**The problem:** Pictures stay out. Everything else in the listing below gets written out exactly.
:::
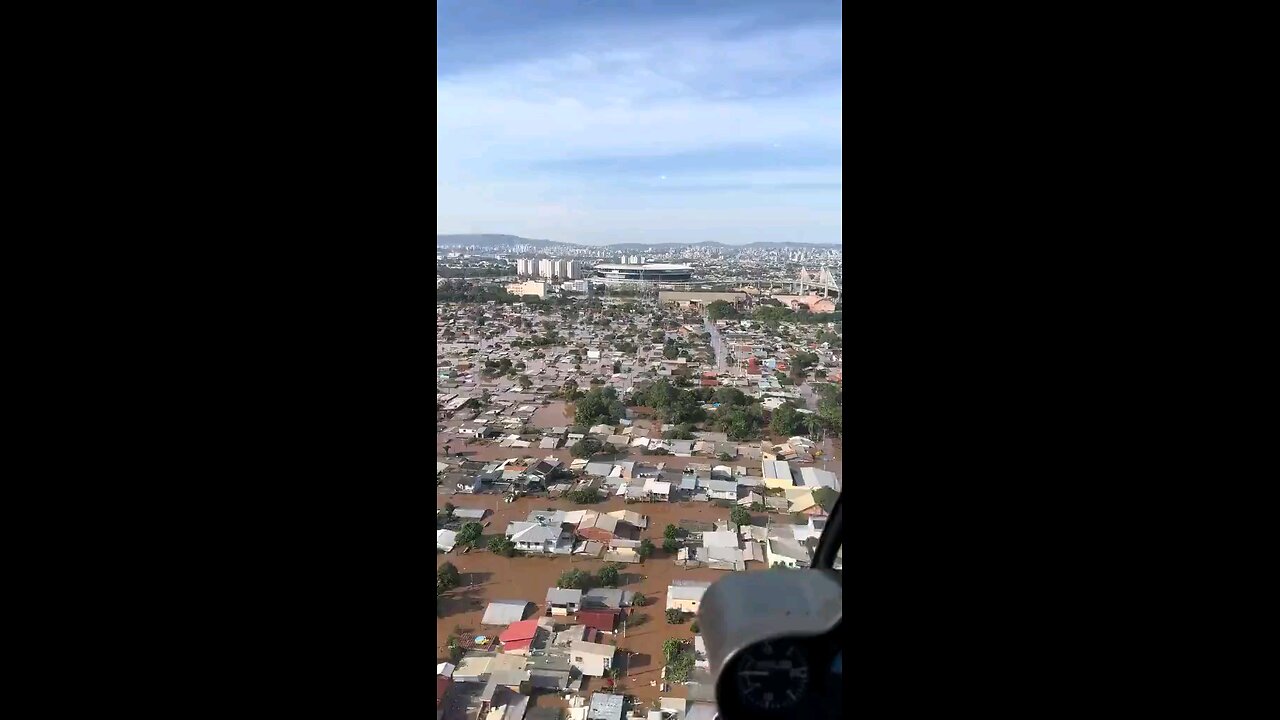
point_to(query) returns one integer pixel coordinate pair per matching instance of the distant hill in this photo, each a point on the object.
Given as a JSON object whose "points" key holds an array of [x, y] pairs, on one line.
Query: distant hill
{"points": [[511, 240], [492, 241]]}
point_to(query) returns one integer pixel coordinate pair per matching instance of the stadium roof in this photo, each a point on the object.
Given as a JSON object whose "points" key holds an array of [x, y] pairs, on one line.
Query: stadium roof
{"points": [[643, 267]]}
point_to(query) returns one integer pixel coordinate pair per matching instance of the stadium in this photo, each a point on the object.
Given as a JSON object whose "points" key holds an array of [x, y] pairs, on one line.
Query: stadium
{"points": [[652, 272]]}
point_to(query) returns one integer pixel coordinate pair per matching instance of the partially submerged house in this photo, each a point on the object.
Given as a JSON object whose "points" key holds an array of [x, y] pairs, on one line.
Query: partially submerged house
{"points": [[504, 611], [606, 598], [592, 659], [602, 620], [598, 527], [524, 636], [777, 474], [686, 595], [785, 551], [538, 537], [563, 601]]}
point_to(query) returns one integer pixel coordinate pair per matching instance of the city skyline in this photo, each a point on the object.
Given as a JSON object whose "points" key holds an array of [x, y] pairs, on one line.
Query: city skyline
{"points": [[574, 122]]}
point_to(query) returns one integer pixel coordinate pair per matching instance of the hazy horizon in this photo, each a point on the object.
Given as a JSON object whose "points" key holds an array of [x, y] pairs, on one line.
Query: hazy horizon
{"points": [[661, 123]]}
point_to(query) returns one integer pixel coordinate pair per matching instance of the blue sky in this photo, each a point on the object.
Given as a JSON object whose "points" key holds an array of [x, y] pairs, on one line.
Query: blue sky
{"points": [[650, 121]]}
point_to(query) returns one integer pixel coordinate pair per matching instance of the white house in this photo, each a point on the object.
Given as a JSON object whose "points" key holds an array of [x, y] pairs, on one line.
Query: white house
{"points": [[777, 474], [686, 595], [535, 537], [785, 551]]}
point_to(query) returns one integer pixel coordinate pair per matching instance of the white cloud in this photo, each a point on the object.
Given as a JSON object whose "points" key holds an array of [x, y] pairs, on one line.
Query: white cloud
{"points": [[613, 99]]}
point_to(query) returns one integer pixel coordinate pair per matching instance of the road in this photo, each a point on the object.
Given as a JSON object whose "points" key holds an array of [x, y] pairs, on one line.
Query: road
{"points": [[717, 343]]}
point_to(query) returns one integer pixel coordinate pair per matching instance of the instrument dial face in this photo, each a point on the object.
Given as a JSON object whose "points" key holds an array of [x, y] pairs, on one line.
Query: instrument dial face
{"points": [[772, 675]]}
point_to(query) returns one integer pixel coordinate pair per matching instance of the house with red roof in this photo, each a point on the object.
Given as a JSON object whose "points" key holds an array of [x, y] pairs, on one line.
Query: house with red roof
{"points": [[519, 637], [442, 691]]}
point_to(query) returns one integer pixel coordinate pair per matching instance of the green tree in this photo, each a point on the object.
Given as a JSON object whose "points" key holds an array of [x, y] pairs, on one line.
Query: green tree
{"points": [[670, 650], [608, 575], [575, 579], [447, 578], [503, 546], [585, 447], [826, 497], [721, 310], [584, 496], [599, 405], [680, 668], [786, 420], [470, 533]]}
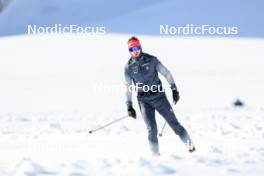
:::
**Result:**
point_to(query) returns one integer pixel coordinate pair per matching instance of the distant hill in this photo, each a point on the object.
Given as a JSON object whose "points" key holds an array of [x, y] pairs, on one line.
Query: distant hill
{"points": [[511, 240], [492, 241]]}
point_to(query) returns one integer pixel coordinate pair per matching instance of the stadium roof in this photo, each a point on the object.
Given as a JSON object whose "points" key holds an array of [x, y] pairs, on one line.
Query: stadium roof
{"points": [[643, 267]]}
point_to(query) returns one integer pixel coordinate pair per matching instance of the stadium in this photo, each a point on the object.
Given as a JSON object whose "points" key holds an array of [x, y] pairs, on one line.
Query: stadium
{"points": [[652, 272]]}
point_to(query) returns one integer pixel coordinate pair per matching instance of the partially submerged house in this photo, each a point on the object.
Given as a JSON object whose "points" key holds an array of [x, y] pairs, on one line.
Query: partially submerged house
{"points": [[504, 611], [606, 598], [592, 659], [602, 620], [598, 527], [524, 636], [777, 474], [686, 595], [785, 551], [538, 537], [563, 601]]}
point_to(query) returns one integer pixel coordinate pair per matching instance of the city skyline in this photo, each a point on the object.
Given as a JSON object whose "points" key holds an array of [x, y] pairs, on one line.
Query: city skyline
{"points": [[574, 122]]}
point_to(query) returns one integer pixel coordinate pair per matching instance of the hazy horizon in this photo, each a point on the object.
Given as a JSON object whose "points" key holds an array of [x, y] pairs, on one line.
Query: hazy horizon
{"points": [[661, 123]]}
point_to(query) returns one integer pixel coordinate pair per matching instance of the blue sky in this photo, each a point on the object.
Given as a JSON object whose "points" key holds an array of [x, y] pairs, on one line.
Query: blue sky
{"points": [[650, 121]]}
point_to(query) returns one integer pixel coordinate pair per matching instance of the white house in this photo, each a point on the object.
Given as a JSON object whose "points" key holds an array of [x, y] pairs, on one line.
Query: white house
{"points": [[777, 474], [686, 595], [535, 537], [785, 551]]}
point_to(query) returns one integer pixel coordinate pair per matching instance of the white cloud in this photo, each a point on the object.
Given as a JSON object whose "points" key holds an array of [x, y] pairs, on one line.
Query: white cloud
{"points": [[613, 99]]}
point_to(query) returns one integer pixel coordinate pair per matching instance of the road in this photo, each a point on the object.
Given as a JSON object whose "points" key holds an array of [x, y] pairs, on one line.
Query: road
{"points": [[717, 343]]}
point_to(query) returns one integer pixel coordinate pair per matching instance of the instrument dial face in this photo, each a point on the object.
Given as a JSON object whose "points" key holds an array of [x, y] pairs, on one line.
Query: instrument dial face
{"points": [[772, 675]]}
point_to(query) returns one integer pixel coordinate pair per matching instance of the house with red roof in this photo, each a point on the object.
Given as a JSON object whose "points" key holds an array of [x, y] pairs, on one line.
Query: house with red roof
{"points": [[519, 637], [442, 691]]}
point_to(query) returns one integer pixel coordinate pair per matching instance of the green tree in this photo, each a point on the object.
Given as a JSON object whose "points" key holds an array of [x, y] pairs, on one line.
Query: green tree
{"points": [[670, 650], [608, 575], [575, 579], [447, 578], [503, 546], [585, 447], [826, 497], [721, 310], [584, 496], [599, 405], [680, 668], [786, 420], [470, 533]]}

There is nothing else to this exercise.